### [Task to carry out]
Leave out the pictures and copy everything else in the records exactly.

****************************************

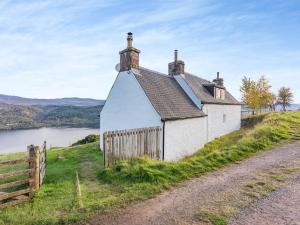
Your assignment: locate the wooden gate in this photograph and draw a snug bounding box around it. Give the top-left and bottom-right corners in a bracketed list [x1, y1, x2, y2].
[103, 126, 162, 167]
[0, 142, 47, 208]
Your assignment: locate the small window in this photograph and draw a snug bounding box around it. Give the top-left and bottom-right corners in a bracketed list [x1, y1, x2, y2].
[223, 114, 226, 123]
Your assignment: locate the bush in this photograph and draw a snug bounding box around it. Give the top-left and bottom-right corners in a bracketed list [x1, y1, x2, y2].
[71, 134, 99, 146]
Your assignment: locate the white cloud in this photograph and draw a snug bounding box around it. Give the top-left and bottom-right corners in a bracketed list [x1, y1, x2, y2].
[0, 0, 299, 103]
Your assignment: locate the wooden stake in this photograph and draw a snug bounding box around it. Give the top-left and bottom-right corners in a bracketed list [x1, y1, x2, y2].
[28, 145, 40, 191]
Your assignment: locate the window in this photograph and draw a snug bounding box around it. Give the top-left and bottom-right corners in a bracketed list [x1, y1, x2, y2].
[223, 114, 226, 123]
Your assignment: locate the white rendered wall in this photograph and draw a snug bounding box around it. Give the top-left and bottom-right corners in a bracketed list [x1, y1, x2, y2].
[164, 117, 207, 161]
[202, 104, 241, 141]
[100, 70, 162, 149]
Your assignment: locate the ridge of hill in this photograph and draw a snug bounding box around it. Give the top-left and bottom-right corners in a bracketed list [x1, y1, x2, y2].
[0, 94, 105, 106]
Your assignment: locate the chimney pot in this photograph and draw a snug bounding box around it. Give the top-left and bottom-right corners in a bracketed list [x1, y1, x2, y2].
[174, 50, 178, 62]
[127, 32, 133, 48]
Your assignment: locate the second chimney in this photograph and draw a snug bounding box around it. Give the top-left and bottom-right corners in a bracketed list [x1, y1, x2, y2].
[168, 50, 185, 76]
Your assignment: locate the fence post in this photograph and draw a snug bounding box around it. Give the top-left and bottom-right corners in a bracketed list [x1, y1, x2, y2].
[28, 145, 40, 191]
[43, 141, 47, 168]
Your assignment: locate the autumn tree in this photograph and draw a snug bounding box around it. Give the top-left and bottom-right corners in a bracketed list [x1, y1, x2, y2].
[257, 76, 273, 112]
[240, 76, 260, 112]
[240, 76, 273, 113]
[277, 87, 293, 111]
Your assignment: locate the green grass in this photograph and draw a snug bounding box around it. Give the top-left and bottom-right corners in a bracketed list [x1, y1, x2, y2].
[0, 143, 104, 225]
[1, 112, 300, 224]
[197, 210, 227, 225]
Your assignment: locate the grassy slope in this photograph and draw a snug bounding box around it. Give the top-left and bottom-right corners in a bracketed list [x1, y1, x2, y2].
[0, 112, 300, 224]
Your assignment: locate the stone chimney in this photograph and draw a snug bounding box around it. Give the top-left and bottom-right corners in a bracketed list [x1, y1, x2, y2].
[119, 32, 140, 72]
[168, 50, 185, 75]
[213, 72, 224, 86]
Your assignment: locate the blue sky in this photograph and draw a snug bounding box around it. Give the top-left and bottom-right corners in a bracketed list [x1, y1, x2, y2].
[0, 0, 299, 102]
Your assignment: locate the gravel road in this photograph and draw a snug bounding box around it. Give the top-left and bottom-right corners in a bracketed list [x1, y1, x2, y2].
[84, 142, 300, 225]
[230, 170, 300, 225]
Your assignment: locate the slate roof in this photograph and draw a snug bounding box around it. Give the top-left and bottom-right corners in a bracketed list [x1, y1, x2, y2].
[133, 68, 206, 120]
[183, 73, 241, 105]
[132, 67, 240, 120]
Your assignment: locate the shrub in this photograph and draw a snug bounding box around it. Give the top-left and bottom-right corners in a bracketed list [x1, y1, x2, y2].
[71, 134, 99, 146]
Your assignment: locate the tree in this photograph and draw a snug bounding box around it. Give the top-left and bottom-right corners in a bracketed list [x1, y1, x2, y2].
[277, 87, 293, 111]
[257, 76, 273, 112]
[240, 76, 273, 113]
[269, 93, 277, 111]
[240, 76, 259, 112]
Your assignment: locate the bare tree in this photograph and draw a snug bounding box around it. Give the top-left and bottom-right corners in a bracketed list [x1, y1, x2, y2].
[277, 87, 293, 111]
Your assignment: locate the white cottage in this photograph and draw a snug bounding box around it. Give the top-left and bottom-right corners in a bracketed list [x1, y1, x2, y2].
[100, 33, 241, 161]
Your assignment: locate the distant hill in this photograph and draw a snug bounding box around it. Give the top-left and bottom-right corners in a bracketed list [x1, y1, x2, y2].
[0, 94, 105, 106]
[0, 103, 102, 130]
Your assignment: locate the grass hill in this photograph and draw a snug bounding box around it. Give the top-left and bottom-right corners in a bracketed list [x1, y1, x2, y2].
[0, 94, 105, 106]
[0, 103, 102, 130]
[1, 112, 300, 224]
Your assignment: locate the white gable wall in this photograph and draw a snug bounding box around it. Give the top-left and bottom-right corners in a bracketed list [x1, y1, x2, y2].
[100, 70, 162, 149]
[164, 117, 208, 161]
[202, 104, 241, 141]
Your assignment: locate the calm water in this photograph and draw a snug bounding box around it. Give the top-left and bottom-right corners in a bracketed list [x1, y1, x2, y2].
[0, 127, 99, 154]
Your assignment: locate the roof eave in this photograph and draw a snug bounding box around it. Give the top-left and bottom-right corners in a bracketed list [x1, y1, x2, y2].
[202, 101, 242, 105]
[161, 114, 208, 121]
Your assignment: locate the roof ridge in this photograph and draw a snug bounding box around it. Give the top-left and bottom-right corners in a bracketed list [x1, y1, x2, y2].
[184, 72, 212, 84]
[138, 66, 170, 77]
[138, 67, 214, 86]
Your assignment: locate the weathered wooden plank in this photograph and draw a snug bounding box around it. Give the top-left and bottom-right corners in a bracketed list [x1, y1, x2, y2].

****************************************

### [Task response]
Your assignment: locate the wooden gate in this photograph and draw a snug bounding box around it. Give the top-left and bottom-right corners in a bracketed list [x1, y1, x2, y2].
[103, 126, 162, 167]
[0, 142, 47, 208]
Your assignment: locate the small window in this photograph and draw a snug bounding box around it. Give the top-left and bottom-right corners in a bracketed list [x1, y1, x2, y2].
[223, 114, 226, 123]
Your assignment: locate the bush in this photograph and draw a snug bounding box around it. Give the top-left and bottom-right corners in a bracketed list [x1, y1, x2, y2].
[71, 134, 99, 146]
Your assignment: locate the white cloud in this photograph and draw a snug bounding box around it. Give the top-left and bottom-right corners in a bracketed list [x1, y1, x2, y2].
[0, 0, 299, 103]
Your assignment: locate the wooden stake in this photograph and draw a snug bounding box around it. Give the top-left and bottom-right corners in a bracketed list [x1, y1, x2, y2].
[28, 145, 40, 191]
Your assignment: locate the window in this photograph and draw a snug bounding box around it. Give the top-left and bottom-right corners in a bracketed list [x1, y1, x2, y2].
[223, 114, 226, 123]
Your assignment: locate the white rendered wall in this photograph and draw a snug bounding box around it. Give the top-left and bottom-right corners in a bracketed list [x1, y1, x2, y2].
[164, 117, 207, 161]
[202, 104, 241, 141]
[100, 70, 162, 149]
Your assignment: locate the ridge of hill in this photograph and draw a snug bounding box around it. Give the top-left and bottom-right corners in a bracketed list [x1, y1, x2, y2].
[0, 94, 105, 106]
Your assignment: locate the chimney pot in this photograph and draw a snug bounding box around it. Give the top-left and bottom-right corners in a bracketed list [x1, y1, x2, y2].
[174, 50, 178, 62]
[127, 32, 133, 48]
Your assignment: locate the second chimney in this photograph and draw a snug bounding box around it. Give the top-left and bottom-right corners in a bracketed list [x1, y1, x2, y2].
[168, 50, 185, 76]
Your assignment: locate the fence post in this photograph and draw a snug bounding box around it. Give the top-left and bottom-right corners in a bracketed list [x1, y1, x2, y2].
[28, 145, 40, 191]
[43, 141, 47, 168]
Your assignment: locate the autumn tree in this photograph and draw a snug bounding box around it. Give the top-left and bottom-right corners in a bracketed list [x1, y1, x2, y2].
[257, 76, 273, 112]
[240, 76, 260, 112]
[240, 76, 273, 113]
[277, 87, 293, 111]
Your assignment: locate the green grass in this photograph and draw a snug bounding box around it. Give the top-left and bottom-right corners in a bracketed list [x1, y1, x2, y2].
[0, 143, 104, 225]
[1, 112, 300, 224]
[197, 210, 227, 225]
Your assignment: locate the grassy slope in this photograph and draw a snug bounding box around it. Give the top-left and bottom-right corners in a bracketed list [x1, y1, x2, y2].
[0, 112, 300, 224]
Your assignment: locate the stone chimney in this photograph and draw a snug bounding box around it. Give the top-left and bottom-right corners in a bracketed list [x1, y1, x2, y2].
[119, 32, 140, 72]
[168, 50, 185, 75]
[213, 72, 224, 86]
Your assignment: locate the blue sky in this photograph and draw a snug bounding box around it. Give the top-left and bottom-right corners in a bracketed list [x1, y1, x2, y2].
[0, 0, 299, 102]
Your assignment: locate the gravel road in this photograph and draw a snug bounding box around it. Give the top-left and bottom-right corners in a bracketed list [x1, y1, x2, y2].
[84, 142, 300, 225]
[230, 170, 300, 225]
Your assignment: locate the slate roof in this photograph and draw a snug bounding box around it. Give the top-left and bottom-right corners in a bracketed list [x1, y1, x2, y2].
[133, 68, 206, 120]
[183, 73, 241, 105]
[132, 67, 240, 120]
Your assignment: locate the shrub in this photograph and draw a snug bounding box around it. Give the top-left and bottom-right corners in a bracketed list [x1, y1, x2, y2].
[71, 134, 99, 146]
Your assignment: locate the tree in this photograph and draw a snug bounding box around it. Give the top-left and bottom-right corners in a bracketed list [x1, y1, x2, y2].
[277, 87, 293, 111]
[257, 76, 273, 112]
[240, 76, 273, 113]
[269, 93, 277, 111]
[240, 76, 259, 112]
Your assignment: locate the bare tree in this photograph and draw a snug bounding box around it. Give the top-left and bottom-right corners in a bracketed list [x1, y1, x2, y2].
[277, 87, 293, 111]
Your assignment: locate the white cottage in this photograph and draw a snug bounding box around it. Give the top-left and bottom-right corners in a bracketed list [x1, y1, x2, y2].
[100, 33, 241, 161]
Your assignment: locate the distant hill in this photograph and draw a snug bounding box around it. Give the top-left and bottom-right corners in a bracketed list [x1, y1, x2, y2].
[0, 94, 105, 106]
[0, 103, 102, 130]
Your assignment: locate the grass hill in this photograph and draw a snug bounding box around it. Give the top-left and bottom-right corners in a bracketed list [x1, y1, x2, y2].
[0, 94, 105, 106]
[0, 103, 102, 130]
[1, 112, 300, 224]
Your assignment: locate the white gable wall in this photograph and draw a snug bounding box around it. Give the top-left and bottom-right corners in a bracketed list [x1, y1, x2, y2].
[100, 70, 162, 149]
[164, 117, 208, 161]
[202, 104, 241, 141]
Your assignment: locate the calm water in this photograph and draw a snug bounding box around it. Give the top-left and bottom-right corners in a bracketed list [x1, y1, x2, y2].
[0, 127, 99, 154]
Your assignment: locate the roof eave in this photograph and draw a snug bounding box around it. Give the top-left and bottom-right corners in a bracketed list [x1, y1, x2, y2].
[202, 101, 242, 105]
[161, 114, 208, 121]
Your assignment: locate the roof ridge in this photograph and draw a snug bounding box around it. Give the top-left and bottom-right corners in a bracketed list [x1, y1, x2, y2].
[184, 72, 212, 84]
[138, 66, 170, 77]
[138, 67, 214, 86]
Your assignment: locate the weathered wooden plank in this photograph and draw a snug bounding box around it. Give the top-left and bottom-right corners in a bracketed list [x1, y1, x2, y2].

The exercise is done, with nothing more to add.